[Region segmentation data]
** START **

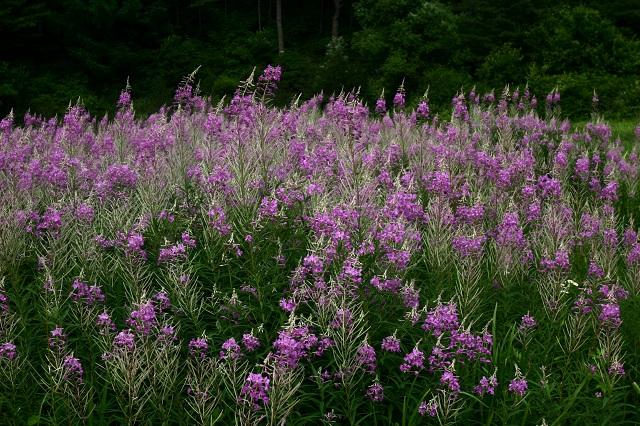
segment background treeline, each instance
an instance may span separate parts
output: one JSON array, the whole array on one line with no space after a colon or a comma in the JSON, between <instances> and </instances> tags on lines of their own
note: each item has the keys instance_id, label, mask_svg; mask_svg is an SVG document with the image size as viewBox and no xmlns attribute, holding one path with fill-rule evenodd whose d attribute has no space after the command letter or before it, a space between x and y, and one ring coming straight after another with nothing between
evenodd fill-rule
<instances>
[{"instance_id":1,"label":"background treeline","mask_svg":"<svg viewBox=\"0 0 640 426\"><path fill-rule=\"evenodd\" d=\"M281 10L281 39L278 34ZM201 92L233 93L254 66L281 64L287 102L360 87L373 101L403 81L446 111L460 88L558 87L587 118L595 88L610 118L640 113L638 0L3 0L0 114L44 115L82 98L112 112L127 77L136 110L171 102L202 65Z\"/></svg>"}]
</instances>

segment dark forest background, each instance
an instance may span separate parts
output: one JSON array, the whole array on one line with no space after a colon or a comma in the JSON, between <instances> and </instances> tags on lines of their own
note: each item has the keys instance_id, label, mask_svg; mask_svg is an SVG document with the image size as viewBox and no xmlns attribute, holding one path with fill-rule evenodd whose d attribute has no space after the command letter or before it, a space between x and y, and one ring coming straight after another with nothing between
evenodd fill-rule
<instances>
[{"instance_id":1,"label":"dark forest background","mask_svg":"<svg viewBox=\"0 0 640 426\"><path fill-rule=\"evenodd\" d=\"M409 104L429 88L445 111L461 88L509 83L541 101L557 86L576 119L596 89L609 117L630 118L639 36L638 0L2 0L0 113L59 114L78 97L113 112L128 77L146 114L199 65L215 100L271 63L282 104L360 87L371 105L404 79Z\"/></svg>"}]
</instances>

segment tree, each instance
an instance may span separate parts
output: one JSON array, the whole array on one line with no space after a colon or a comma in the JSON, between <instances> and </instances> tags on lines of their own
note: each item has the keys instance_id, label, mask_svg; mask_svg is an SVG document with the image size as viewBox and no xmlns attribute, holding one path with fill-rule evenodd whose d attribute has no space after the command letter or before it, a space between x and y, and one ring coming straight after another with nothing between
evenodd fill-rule
<instances>
[{"instance_id":1,"label":"tree","mask_svg":"<svg viewBox=\"0 0 640 426\"><path fill-rule=\"evenodd\" d=\"M278 28L278 53L284 53L284 35L282 34L282 0L276 0L276 27Z\"/></svg>"},{"instance_id":2,"label":"tree","mask_svg":"<svg viewBox=\"0 0 640 426\"><path fill-rule=\"evenodd\" d=\"M331 38L338 38L338 25L340 23L341 0L333 0L333 18L331 19Z\"/></svg>"}]
</instances>

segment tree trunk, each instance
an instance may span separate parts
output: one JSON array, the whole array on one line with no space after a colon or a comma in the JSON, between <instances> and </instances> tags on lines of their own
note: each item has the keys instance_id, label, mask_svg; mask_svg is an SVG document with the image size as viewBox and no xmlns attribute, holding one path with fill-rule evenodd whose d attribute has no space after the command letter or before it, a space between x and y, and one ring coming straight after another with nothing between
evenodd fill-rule
<instances>
[{"instance_id":1,"label":"tree trunk","mask_svg":"<svg viewBox=\"0 0 640 426\"><path fill-rule=\"evenodd\" d=\"M282 35L282 0L276 0L276 27L278 28L278 53L284 53L284 36Z\"/></svg>"},{"instance_id":2,"label":"tree trunk","mask_svg":"<svg viewBox=\"0 0 640 426\"><path fill-rule=\"evenodd\" d=\"M338 38L338 24L340 22L340 6L342 0L333 0L333 18L331 20L331 38Z\"/></svg>"}]
</instances>

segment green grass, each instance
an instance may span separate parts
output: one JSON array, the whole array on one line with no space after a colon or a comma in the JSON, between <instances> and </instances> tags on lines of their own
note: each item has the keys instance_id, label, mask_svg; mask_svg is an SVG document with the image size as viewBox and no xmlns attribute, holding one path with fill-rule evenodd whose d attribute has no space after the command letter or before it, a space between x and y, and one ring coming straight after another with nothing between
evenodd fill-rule
<instances>
[{"instance_id":1,"label":"green grass","mask_svg":"<svg viewBox=\"0 0 640 426\"><path fill-rule=\"evenodd\" d=\"M613 138L620 138L626 151L630 151L634 145L639 143L635 136L635 128L640 126L640 117L624 120L607 120L605 118L604 121L611 127ZM576 121L573 123L573 128L583 130L587 123L588 121Z\"/></svg>"}]
</instances>

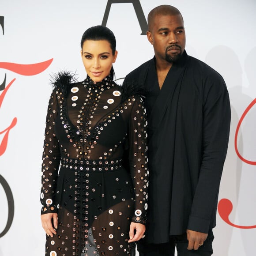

** END **

**Required task:** Count the lines in the data above that contain the string "background", matching case exactly. Reply with the number only.

**Completed exercise:** 4